__What to do__
How many lines in the entries below contain the word "jeans"? Reply with the number alone.

__Information shown__
········

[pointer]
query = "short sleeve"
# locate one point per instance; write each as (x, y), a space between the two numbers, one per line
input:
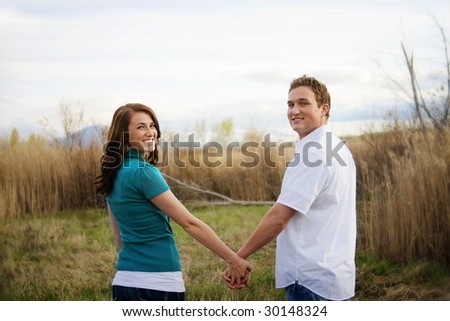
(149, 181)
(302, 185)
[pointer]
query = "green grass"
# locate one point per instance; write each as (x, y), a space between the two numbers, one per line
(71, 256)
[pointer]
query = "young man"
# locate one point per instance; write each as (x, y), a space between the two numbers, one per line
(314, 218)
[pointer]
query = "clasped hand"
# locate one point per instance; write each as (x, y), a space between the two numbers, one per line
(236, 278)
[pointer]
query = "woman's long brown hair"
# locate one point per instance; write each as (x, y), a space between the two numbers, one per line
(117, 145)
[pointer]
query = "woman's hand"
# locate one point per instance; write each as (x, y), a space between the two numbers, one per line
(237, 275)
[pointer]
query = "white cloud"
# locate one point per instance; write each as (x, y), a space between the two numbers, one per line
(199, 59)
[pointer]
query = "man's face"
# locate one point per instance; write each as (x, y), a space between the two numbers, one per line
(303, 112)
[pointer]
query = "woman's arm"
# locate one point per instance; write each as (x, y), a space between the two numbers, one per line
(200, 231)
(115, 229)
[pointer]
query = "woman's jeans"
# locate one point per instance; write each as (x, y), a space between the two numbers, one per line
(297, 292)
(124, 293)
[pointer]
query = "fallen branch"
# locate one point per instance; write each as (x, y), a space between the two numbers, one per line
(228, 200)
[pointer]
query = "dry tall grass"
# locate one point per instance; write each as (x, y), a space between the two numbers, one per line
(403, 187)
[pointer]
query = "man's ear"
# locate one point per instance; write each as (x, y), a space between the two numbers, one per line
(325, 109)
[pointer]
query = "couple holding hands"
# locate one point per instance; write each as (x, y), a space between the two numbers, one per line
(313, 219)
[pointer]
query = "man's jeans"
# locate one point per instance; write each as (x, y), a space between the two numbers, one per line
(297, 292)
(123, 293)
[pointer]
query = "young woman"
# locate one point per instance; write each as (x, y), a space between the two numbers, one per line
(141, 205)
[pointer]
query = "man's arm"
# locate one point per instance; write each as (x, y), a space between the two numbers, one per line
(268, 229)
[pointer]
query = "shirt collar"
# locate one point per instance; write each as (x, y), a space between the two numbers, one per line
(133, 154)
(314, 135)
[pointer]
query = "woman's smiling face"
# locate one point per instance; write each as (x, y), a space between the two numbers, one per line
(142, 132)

········

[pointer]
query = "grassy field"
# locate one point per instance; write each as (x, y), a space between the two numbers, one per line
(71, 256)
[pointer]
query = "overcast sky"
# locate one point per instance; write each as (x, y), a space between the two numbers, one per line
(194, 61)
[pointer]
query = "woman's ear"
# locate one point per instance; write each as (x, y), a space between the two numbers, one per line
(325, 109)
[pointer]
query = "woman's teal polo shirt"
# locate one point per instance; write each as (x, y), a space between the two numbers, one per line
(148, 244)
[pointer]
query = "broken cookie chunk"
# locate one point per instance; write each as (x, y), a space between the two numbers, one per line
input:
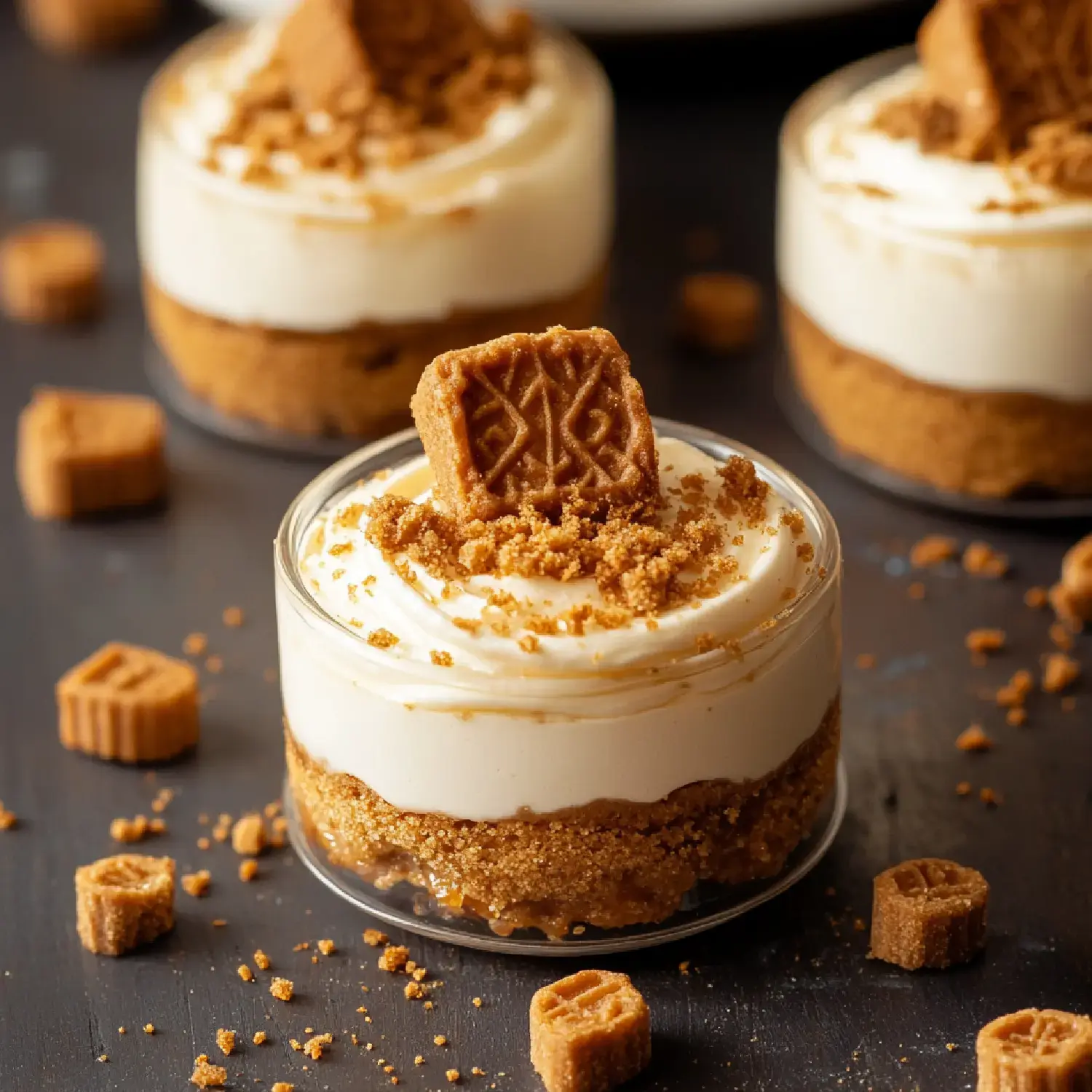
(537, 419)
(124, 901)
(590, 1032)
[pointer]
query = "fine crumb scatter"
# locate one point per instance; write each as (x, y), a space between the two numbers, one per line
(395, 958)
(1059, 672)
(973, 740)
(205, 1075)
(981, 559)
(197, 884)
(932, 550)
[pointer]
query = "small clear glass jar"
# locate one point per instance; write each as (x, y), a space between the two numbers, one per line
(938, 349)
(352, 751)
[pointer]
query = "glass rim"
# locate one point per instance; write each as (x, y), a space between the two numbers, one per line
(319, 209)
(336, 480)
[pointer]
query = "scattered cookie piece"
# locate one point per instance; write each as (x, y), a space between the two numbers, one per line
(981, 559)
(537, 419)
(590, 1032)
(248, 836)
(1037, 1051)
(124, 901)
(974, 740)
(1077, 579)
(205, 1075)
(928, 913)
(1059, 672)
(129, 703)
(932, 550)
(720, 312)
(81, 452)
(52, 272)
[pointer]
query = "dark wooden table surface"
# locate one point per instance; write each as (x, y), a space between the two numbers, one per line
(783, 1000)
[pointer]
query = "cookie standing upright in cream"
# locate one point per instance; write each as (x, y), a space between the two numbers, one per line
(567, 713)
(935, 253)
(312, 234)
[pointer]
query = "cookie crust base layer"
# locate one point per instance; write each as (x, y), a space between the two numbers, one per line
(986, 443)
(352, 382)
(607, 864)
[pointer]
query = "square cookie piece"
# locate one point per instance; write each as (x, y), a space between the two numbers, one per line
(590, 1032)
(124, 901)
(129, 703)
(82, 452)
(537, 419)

········

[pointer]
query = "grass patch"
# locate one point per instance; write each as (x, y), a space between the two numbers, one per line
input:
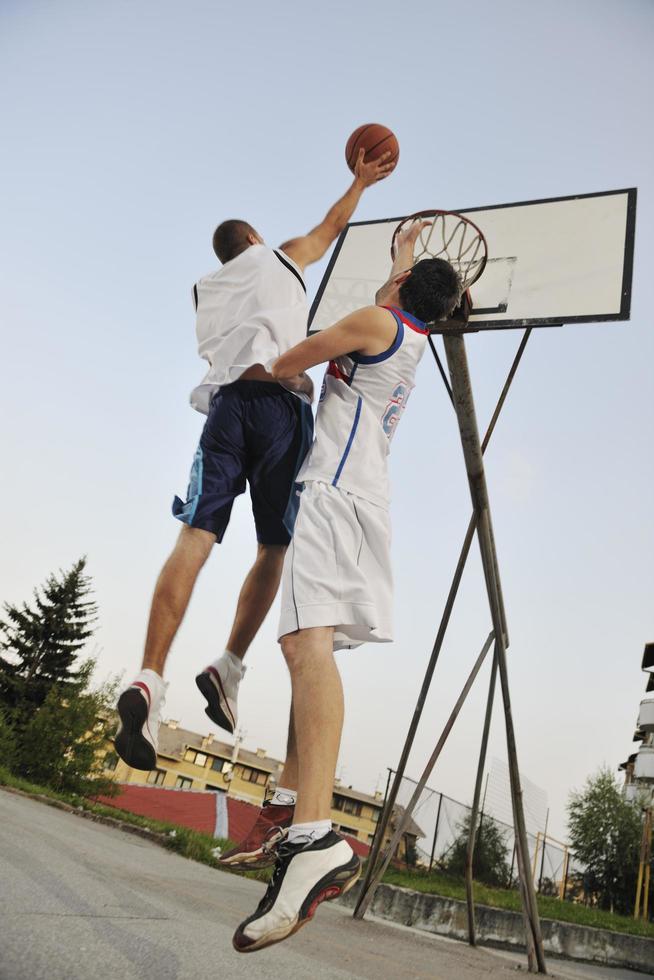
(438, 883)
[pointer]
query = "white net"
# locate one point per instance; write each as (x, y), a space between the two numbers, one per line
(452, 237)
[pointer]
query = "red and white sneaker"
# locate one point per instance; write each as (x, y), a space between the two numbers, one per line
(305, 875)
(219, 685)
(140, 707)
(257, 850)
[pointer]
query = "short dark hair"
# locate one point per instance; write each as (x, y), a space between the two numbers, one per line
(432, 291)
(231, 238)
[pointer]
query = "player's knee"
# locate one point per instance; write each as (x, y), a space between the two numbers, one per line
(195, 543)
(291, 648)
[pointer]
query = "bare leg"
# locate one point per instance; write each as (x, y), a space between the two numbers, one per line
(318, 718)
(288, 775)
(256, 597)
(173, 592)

········

__Output__
2